>>>>>

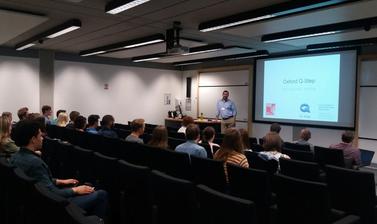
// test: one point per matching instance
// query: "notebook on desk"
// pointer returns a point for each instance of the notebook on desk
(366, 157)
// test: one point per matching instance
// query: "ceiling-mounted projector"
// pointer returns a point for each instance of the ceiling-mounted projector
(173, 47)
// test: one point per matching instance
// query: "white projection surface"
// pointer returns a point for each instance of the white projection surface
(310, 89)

<<<<<
>>>>>

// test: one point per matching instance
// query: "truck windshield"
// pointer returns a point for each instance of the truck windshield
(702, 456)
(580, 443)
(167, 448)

<<<<<
>>>>>

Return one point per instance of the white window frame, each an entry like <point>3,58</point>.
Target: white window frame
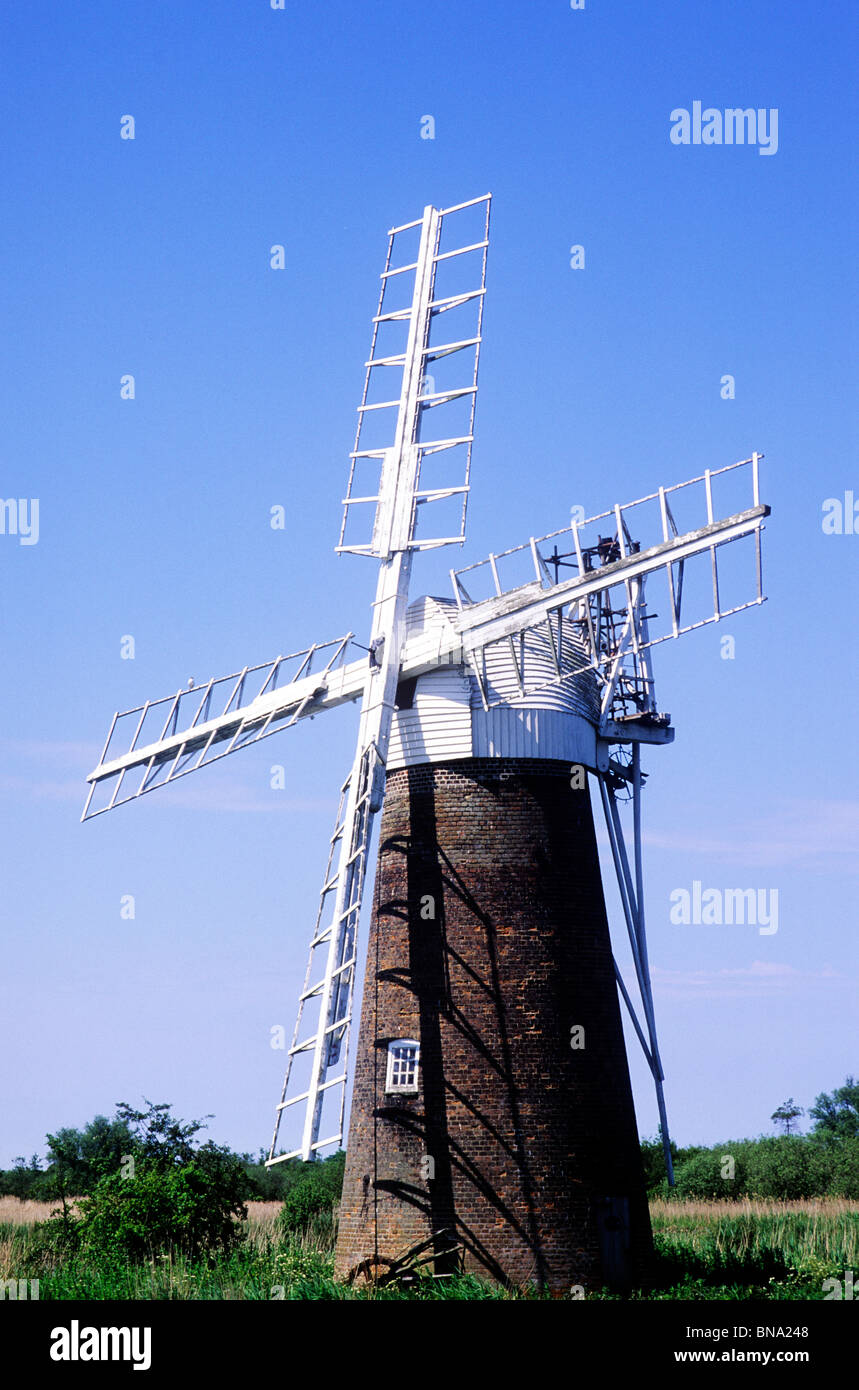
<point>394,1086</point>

<<<<<

▶ _What is needed_: Collect every line from the records above that contains the word "query".

▶ _Output of the exercise_:
// query: "notebook on desk"
// query: "ceiling-mounted projector"
// query: "white projection surface"
// query: "truck windshield"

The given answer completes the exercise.